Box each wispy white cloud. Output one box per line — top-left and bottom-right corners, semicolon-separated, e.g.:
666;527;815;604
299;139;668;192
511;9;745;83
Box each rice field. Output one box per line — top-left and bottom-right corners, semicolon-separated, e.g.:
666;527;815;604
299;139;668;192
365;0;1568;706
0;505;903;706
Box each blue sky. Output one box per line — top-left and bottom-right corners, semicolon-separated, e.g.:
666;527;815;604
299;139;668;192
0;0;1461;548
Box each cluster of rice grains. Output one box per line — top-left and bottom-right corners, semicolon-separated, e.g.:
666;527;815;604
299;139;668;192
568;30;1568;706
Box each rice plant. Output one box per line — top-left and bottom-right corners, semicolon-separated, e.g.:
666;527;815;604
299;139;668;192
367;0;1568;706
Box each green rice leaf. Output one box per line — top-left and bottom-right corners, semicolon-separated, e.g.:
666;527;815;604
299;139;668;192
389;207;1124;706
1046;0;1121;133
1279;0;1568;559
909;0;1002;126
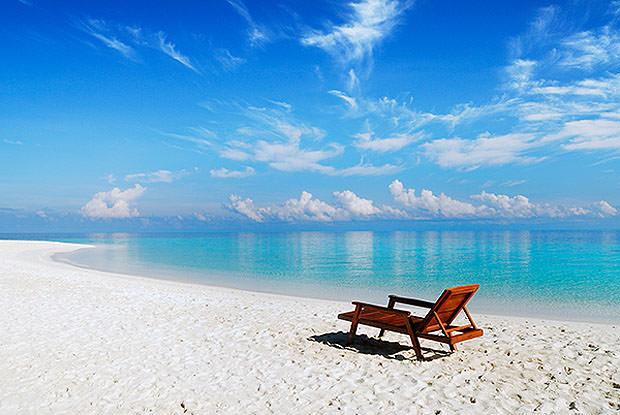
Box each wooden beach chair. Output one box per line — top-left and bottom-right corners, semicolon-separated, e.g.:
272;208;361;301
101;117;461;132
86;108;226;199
338;284;483;360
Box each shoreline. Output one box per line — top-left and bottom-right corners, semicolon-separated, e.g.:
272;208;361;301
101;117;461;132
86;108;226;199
0;241;620;414
55;241;620;326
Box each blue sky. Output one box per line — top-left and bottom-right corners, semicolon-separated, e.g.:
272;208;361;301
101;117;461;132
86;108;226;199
0;0;620;229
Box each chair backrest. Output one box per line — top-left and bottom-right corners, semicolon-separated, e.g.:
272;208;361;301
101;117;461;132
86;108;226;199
418;284;480;333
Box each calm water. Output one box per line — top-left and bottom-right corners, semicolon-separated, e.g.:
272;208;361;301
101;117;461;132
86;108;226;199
2;231;620;322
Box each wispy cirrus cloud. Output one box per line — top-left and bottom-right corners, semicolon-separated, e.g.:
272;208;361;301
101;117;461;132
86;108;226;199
328;89;357;111
76;19;201;74
353;129;422;153
125;169;191;183
227;0;271;46
215;49;245;71
209;166;256;179
422;133;543;169
157;32;200;73
301;0;412;64
78;19;136;60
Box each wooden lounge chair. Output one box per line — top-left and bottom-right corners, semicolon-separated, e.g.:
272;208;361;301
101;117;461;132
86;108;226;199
338;284;483;360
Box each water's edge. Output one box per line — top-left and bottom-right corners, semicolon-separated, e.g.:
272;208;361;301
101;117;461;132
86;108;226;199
51;244;618;325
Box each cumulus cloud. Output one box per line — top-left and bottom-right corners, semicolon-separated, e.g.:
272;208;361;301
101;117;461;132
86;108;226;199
228;180;618;222
593;200;618;217
389;180;490;218
334;190;381;216
210;166;256;179
228;195;263;222
389;180;617;219
229;190;388;222
82;184;146;219
301;0;411;63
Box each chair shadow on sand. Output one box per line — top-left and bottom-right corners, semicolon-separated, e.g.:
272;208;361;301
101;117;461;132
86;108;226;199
308;331;450;361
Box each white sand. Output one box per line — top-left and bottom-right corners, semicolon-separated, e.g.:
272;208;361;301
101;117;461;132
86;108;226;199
0;241;620;414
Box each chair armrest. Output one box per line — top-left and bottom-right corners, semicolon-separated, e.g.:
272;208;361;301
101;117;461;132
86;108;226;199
388;295;435;308
353;301;411;317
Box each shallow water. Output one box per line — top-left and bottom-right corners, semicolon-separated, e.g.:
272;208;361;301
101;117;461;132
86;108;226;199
4;231;620;322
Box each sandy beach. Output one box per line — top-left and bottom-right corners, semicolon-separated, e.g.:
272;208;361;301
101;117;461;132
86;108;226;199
0;241;620;414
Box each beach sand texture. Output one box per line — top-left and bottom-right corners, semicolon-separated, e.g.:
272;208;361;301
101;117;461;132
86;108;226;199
0;241;620;414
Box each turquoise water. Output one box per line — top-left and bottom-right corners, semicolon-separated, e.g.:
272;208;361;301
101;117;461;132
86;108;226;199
2;231;620;322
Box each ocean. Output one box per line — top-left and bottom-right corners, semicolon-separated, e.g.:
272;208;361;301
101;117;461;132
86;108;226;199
0;231;620;322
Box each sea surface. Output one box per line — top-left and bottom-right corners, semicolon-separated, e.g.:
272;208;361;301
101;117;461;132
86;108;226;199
0;231;620;323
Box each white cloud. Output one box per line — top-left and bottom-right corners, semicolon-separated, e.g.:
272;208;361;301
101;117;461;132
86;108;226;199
79;19;136;59
422;133;541;169
125;170;190;183
347;68;360;91
593;200;618;217
334;190;381;216
253;140;344;172
506;59;537;91
559;25;620;70
228;180;618;222
472;192;538;218
545;119;620;151
354;131;421;153
301;0;410;63
215;49;245;71
328;89;357;110
228;0;270;46
82;184;146;219
389;180;490;218
328;163;403;177
210;166;256;179
229;195;263;222
229;190;388;222
157;32;200;73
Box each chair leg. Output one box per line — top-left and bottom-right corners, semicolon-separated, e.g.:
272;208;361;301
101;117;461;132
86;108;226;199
405;318;424;360
410;334;424;360
347;305;362;346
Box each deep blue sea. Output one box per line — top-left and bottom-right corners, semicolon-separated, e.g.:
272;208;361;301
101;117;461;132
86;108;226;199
0;231;620;322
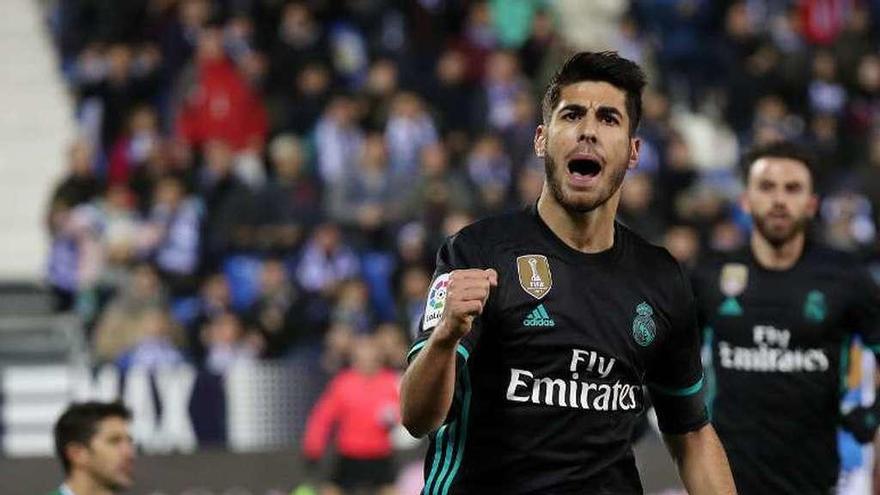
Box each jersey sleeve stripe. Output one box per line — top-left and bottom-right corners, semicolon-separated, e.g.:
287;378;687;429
441;358;471;495
422;424;449;495
406;339;428;362
648;376;703;397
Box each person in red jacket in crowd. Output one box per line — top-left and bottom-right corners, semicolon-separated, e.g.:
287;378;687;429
177;27;268;152
303;335;400;495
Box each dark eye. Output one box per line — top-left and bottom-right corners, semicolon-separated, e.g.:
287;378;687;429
602;115;619;125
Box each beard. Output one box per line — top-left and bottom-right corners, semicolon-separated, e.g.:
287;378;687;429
544;153;626;213
753;212;810;247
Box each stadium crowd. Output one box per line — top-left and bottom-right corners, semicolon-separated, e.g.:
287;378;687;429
46;0;880;380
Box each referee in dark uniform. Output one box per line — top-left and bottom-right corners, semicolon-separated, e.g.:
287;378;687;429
401;52;735;495
694;142;880;495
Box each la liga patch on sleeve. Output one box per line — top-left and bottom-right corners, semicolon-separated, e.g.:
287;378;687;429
422;273;449;330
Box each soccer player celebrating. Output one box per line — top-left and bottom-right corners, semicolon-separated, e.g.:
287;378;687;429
401;52;734;495
50;402;135;495
694;142;880;494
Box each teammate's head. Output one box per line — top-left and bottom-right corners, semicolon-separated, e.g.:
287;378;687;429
55;402;134;491
741;141;819;246
535;52;645;212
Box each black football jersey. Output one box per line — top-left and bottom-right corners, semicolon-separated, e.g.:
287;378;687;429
693;243;880;495
409;207;708;495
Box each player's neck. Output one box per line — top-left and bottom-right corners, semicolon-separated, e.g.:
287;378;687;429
751;232;805;270
538;192;618;253
65;471;114;495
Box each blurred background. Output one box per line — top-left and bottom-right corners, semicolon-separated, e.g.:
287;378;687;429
0;0;880;495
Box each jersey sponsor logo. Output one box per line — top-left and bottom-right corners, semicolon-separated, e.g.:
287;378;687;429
516;254;553;299
633;302;657;347
804;290;828;323
718;325;831;373
506;349;642;411
718;263;749;297
523;304;556;327
422;273;449;330
718;297;742;316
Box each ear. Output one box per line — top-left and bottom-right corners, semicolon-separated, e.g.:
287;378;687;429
534;124;547;158
626;138;642;169
739;192;752;215
807;194;819;218
64;442;89;469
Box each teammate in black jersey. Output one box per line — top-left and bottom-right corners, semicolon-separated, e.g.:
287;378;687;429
402;52;734;495
694;143;880;494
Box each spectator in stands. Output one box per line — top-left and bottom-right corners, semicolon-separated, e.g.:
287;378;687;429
423;50;480;143
198;140;255;269
246;259;318;358
46;200;79;311
202;313;265;374
400;143;476;230
94;263;165;362
142;175;201;296
617;173;666;243
79;43;161;151
327;132;399;248
330;278;376;334
107;105;160;184
116;309;184;371
467;134;513;214
477;50;535;132
273;62;332;135
363;58;399;130
259;134;323;255
50;402;135;495
50;138;101;208
267;2;331;99
315;94;364;184
302;335;400;495
177;26;268;152
385;91;437;179
296;223;360;296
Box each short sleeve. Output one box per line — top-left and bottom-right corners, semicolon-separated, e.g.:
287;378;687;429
407;231;488;362
647;266;709;434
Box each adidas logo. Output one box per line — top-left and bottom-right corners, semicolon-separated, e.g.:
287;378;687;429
523;304;556;327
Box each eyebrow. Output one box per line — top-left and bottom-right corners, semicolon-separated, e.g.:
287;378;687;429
596;105;623;119
557;103;623;119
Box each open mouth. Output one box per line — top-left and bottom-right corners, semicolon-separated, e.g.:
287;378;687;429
568;158;602;177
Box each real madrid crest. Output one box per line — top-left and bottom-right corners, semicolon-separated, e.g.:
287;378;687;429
516;254;553;299
719;263;749;297
633;302;657;347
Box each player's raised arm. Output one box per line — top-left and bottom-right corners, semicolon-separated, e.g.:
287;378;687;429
400;269;498;437
663;423;736;495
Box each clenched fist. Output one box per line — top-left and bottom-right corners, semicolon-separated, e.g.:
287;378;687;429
436;268;498;341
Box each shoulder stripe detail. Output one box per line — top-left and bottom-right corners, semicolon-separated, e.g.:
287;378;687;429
648;376;703;397
422;424;449;495
406;339;428;361
422;352;471;495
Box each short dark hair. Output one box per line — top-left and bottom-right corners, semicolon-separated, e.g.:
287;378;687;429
54;401;131;474
740;140;816;190
541;51;646;135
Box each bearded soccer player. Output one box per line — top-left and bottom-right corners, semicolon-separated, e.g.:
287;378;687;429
51;402;135;495
694;142;880;494
401;52;734;495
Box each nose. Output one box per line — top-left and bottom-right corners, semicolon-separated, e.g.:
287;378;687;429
578;118;598;144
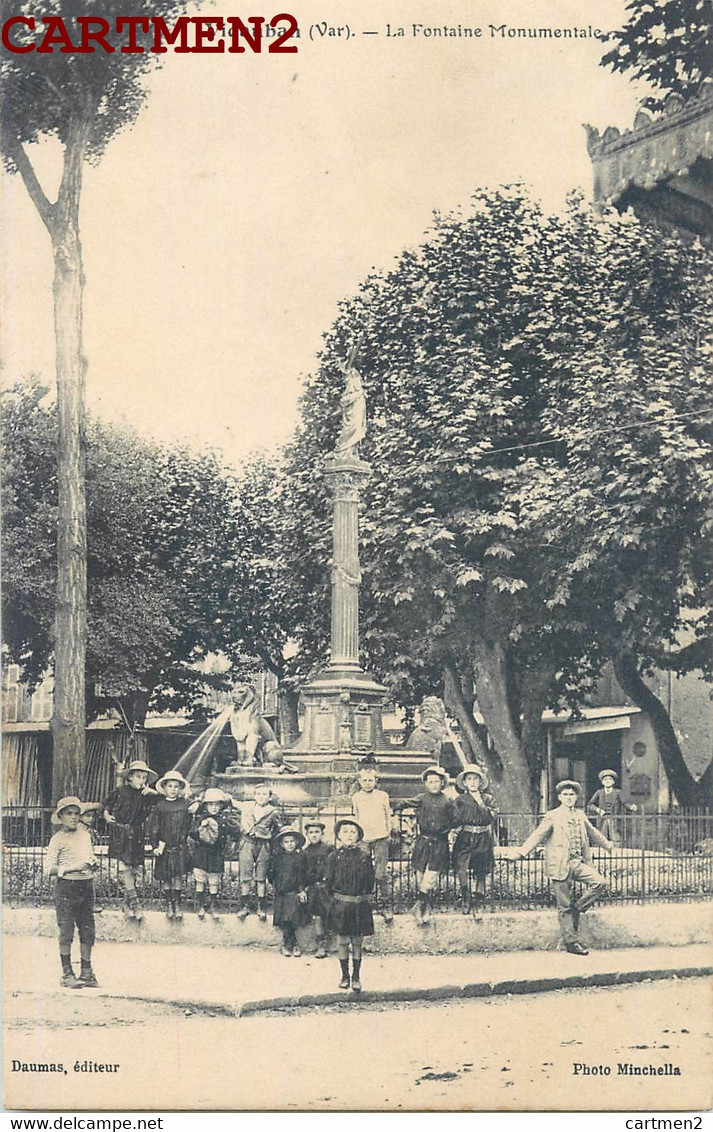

···

What to work on. Please quote everything from the start of the rows down to the line that contains "909;0;1002;126", including that line, with each line reproduced verbatim.

Full answer.
Box each wispy white cloud. Output one box per line — top-left and bottom-right corners, semicolon-separated, e.g.:
666;527;815;604
299;139;668;192
511;9;745;83
Box each rice field. Output one box per line — top-left and bottom-right corners, semicolon-separated, e.g.:
666;527;815;604
299;139;668;192
365;0;1568;706
0;505;903;706
Box each blue sky. Output one box per line — top-left and bottom-right corners, semicolon-separated, e.g.:
666;527;815;604
299;139;668;192
0;0;1461;548
Box each cluster of rice grains. Output one box per line — top-left and bottom-right corners, semicolon-separated, e.g.:
666;527;815;604
299;139;668;192
568;30;1568;706
Box each rice plant. Output one box per line — top-left and bottom-right corners, semicolon-separated, e.g.:
666;527;815;604
299;139;668;192
367;0;1568;706
Box each green rice leaf. Output one box per line — top-left and bottom-right corners, semicolon-separated, e.g.:
666;527;815;604
299;139;668;192
389;207;1124;706
1046;0;1121;133
1279;0;1568;559
909;0;1002;126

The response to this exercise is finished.